-------- Records supplied

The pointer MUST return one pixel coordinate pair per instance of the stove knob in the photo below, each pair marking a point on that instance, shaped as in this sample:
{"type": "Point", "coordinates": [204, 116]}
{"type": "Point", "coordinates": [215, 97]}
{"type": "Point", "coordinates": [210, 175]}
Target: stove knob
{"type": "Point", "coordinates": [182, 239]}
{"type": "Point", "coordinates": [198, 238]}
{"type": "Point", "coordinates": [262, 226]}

----------------

**Work instructions**
Rewrite all the records above with "stove knob" replaced by "oven dial" wherever it appears, leaving every other word and mark unchanged.

**Right answer**
The pointer MUST return one pixel coordinate pair per instance of the oven dial in the photo below, each pair marking a point on that instance, shaped as in this sample:
{"type": "Point", "coordinates": [204, 116]}
{"type": "Point", "coordinates": [215, 97]}
{"type": "Point", "coordinates": [210, 175]}
Target: oven dial
{"type": "Point", "coordinates": [182, 239]}
{"type": "Point", "coordinates": [198, 238]}
{"type": "Point", "coordinates": [262, 226]}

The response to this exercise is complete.